■ WHAT IS REQUIRED: Locate each line in the data below that includes the word "green" and copy those lines out in full.
[start SOURCE DATA]
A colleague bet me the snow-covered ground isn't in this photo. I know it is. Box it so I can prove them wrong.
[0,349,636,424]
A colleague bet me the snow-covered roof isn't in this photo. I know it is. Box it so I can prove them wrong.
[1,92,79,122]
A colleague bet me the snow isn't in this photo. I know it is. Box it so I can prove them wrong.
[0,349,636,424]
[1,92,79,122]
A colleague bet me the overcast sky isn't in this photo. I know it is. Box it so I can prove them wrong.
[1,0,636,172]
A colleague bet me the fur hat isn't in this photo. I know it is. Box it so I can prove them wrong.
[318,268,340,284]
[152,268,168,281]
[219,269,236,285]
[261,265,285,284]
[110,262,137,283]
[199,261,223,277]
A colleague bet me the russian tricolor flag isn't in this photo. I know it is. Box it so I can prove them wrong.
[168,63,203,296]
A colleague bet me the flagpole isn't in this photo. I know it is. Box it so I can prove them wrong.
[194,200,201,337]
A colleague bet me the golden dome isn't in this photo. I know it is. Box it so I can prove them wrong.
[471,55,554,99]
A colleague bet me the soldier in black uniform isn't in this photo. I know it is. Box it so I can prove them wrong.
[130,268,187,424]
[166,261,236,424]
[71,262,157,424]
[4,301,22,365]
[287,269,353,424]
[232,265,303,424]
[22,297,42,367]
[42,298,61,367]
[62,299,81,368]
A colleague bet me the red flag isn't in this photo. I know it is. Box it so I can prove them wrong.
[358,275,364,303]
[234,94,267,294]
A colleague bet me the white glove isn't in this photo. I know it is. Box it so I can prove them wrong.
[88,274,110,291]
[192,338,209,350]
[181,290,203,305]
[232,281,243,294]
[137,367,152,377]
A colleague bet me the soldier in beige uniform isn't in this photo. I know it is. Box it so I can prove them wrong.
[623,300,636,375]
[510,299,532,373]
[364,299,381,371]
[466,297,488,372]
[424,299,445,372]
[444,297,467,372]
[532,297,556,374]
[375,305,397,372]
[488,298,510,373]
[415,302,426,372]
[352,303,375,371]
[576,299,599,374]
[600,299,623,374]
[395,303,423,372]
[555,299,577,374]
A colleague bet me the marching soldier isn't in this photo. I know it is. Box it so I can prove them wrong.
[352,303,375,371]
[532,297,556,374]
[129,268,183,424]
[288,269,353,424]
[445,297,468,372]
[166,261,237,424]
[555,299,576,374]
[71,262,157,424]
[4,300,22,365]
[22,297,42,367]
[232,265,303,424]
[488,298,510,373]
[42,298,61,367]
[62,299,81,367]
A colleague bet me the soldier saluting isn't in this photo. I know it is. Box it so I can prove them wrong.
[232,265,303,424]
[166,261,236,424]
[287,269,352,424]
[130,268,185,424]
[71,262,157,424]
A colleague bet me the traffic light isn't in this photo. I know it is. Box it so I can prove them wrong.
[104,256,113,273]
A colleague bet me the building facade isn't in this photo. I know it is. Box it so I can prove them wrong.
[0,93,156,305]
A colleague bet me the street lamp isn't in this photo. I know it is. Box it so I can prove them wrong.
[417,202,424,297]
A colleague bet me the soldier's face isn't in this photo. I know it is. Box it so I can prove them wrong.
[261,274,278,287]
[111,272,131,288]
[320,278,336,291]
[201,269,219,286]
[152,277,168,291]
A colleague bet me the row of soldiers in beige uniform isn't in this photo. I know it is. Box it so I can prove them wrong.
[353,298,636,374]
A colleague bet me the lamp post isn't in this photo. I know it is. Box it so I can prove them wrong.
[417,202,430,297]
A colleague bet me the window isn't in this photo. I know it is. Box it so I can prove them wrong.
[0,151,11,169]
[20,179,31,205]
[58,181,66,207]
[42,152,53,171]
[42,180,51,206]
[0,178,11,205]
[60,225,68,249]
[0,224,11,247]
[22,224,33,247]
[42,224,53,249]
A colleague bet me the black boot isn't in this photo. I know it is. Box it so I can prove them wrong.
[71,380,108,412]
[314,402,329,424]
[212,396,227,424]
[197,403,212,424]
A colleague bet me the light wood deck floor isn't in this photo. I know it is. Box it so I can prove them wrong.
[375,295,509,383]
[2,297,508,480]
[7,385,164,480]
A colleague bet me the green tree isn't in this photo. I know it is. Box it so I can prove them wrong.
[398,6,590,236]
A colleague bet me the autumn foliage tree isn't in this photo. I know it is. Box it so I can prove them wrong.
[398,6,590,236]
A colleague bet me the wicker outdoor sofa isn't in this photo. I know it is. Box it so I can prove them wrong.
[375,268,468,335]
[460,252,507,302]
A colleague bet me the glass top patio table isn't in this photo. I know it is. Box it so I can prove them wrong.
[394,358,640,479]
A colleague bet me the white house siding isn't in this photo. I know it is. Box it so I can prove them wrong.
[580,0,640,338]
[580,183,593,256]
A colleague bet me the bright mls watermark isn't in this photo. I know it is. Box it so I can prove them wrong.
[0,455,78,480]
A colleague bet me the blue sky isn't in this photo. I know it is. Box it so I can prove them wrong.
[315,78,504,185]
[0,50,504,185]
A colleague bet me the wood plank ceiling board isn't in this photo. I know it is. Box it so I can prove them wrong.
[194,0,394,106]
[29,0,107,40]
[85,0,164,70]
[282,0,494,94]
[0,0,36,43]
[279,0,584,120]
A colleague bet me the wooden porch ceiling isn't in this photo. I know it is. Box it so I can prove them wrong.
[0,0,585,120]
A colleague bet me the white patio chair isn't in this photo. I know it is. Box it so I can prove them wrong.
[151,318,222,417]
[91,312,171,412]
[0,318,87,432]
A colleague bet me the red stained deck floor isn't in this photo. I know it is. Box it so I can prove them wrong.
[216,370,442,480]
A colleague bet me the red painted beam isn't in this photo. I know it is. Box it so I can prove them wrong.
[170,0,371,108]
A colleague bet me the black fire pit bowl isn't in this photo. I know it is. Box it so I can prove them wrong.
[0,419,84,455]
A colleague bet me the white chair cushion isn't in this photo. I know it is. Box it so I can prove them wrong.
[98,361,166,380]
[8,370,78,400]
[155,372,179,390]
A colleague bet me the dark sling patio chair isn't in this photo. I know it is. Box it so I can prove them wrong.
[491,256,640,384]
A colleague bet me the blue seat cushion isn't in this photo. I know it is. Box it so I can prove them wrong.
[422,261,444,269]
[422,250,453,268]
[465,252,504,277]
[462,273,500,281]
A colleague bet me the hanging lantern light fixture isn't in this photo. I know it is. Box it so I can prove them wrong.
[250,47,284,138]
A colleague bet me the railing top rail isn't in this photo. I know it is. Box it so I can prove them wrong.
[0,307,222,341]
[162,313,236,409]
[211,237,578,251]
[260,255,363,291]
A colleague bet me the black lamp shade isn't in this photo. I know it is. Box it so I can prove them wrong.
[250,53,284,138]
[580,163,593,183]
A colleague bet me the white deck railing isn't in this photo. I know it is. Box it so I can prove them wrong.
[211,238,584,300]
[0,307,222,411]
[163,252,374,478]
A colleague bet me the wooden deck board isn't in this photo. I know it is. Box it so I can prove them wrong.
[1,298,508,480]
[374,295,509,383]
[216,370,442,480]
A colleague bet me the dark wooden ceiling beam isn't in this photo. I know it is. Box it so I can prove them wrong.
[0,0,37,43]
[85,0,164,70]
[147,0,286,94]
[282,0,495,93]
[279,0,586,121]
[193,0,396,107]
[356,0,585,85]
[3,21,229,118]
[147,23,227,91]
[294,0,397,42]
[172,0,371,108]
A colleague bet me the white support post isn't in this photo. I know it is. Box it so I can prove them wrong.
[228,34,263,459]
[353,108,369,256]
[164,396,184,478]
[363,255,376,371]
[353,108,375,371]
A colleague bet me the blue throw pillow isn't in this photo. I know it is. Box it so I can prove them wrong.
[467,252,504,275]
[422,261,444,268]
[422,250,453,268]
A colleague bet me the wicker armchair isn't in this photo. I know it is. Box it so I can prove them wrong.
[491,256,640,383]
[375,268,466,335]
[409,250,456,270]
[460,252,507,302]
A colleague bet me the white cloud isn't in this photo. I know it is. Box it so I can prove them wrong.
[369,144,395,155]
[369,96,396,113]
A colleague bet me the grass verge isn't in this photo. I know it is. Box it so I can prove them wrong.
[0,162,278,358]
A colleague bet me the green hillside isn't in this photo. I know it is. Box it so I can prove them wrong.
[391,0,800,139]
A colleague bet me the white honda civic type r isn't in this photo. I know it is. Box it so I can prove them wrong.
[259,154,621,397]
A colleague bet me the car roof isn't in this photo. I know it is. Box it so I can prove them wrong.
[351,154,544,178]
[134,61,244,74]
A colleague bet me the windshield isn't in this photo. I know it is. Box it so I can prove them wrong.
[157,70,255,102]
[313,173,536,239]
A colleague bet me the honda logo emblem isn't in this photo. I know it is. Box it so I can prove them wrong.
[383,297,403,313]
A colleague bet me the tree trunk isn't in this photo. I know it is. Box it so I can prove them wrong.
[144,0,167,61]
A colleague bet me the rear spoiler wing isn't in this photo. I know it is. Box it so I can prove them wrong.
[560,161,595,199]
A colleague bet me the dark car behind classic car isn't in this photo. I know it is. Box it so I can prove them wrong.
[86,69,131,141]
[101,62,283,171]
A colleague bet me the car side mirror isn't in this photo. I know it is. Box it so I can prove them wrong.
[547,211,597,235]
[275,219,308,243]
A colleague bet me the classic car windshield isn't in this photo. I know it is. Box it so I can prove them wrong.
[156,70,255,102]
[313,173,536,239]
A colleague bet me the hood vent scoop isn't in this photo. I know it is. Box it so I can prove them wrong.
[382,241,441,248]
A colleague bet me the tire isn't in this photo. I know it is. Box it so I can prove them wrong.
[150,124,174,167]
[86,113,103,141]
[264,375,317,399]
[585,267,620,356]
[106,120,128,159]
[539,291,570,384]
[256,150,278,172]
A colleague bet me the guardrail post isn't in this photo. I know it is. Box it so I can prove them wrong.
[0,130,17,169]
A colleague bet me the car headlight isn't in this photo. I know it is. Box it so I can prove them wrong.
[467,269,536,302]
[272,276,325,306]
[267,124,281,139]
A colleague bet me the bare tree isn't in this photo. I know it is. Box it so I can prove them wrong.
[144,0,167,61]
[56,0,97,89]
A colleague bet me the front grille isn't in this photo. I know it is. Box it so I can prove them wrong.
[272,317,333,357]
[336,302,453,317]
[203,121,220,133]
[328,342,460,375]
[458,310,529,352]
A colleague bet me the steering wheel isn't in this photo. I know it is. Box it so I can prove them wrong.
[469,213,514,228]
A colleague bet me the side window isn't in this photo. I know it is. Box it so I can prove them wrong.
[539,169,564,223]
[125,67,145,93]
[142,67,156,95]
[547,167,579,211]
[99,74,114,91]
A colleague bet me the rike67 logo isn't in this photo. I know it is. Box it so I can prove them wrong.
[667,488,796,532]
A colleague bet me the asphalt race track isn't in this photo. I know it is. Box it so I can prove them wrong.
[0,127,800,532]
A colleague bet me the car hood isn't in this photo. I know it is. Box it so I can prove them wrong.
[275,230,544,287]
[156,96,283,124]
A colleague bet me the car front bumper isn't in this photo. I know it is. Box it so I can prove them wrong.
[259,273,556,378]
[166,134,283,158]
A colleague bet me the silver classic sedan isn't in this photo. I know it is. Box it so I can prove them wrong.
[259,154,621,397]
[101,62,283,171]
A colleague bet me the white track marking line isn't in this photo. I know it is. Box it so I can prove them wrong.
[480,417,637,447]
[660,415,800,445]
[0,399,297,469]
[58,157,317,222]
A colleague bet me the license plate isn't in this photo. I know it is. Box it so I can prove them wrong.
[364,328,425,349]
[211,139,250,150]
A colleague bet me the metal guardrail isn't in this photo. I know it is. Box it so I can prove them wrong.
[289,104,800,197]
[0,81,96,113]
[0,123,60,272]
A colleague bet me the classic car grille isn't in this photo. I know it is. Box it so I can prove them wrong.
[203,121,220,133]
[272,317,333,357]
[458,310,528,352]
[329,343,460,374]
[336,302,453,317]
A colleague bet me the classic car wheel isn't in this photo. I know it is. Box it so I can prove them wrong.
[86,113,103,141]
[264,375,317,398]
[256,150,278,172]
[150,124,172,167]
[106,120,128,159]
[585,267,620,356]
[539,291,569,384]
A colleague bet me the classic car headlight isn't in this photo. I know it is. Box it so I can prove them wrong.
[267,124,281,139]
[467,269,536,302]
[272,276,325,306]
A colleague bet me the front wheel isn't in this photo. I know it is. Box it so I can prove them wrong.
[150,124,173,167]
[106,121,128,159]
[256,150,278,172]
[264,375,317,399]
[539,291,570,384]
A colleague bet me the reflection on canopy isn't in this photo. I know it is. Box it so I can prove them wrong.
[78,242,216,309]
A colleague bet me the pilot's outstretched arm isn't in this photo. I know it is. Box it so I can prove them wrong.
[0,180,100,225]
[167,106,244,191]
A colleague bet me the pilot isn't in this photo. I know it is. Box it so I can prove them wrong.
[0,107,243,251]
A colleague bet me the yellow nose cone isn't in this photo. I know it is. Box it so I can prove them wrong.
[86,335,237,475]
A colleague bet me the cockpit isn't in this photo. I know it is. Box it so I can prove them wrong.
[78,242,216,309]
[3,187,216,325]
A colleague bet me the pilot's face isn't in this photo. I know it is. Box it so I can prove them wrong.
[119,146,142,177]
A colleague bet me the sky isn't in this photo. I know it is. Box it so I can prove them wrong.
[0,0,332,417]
[end SOURCE DATA]
■ CORRECT RESPONSE:
A colleague bet me the green tree isn't in this photo. I know it is. Box it so I can prove them wrong.
A colleague bet me the green hillside isn't in this photo. I know it is. Box it so I can prove them wrong.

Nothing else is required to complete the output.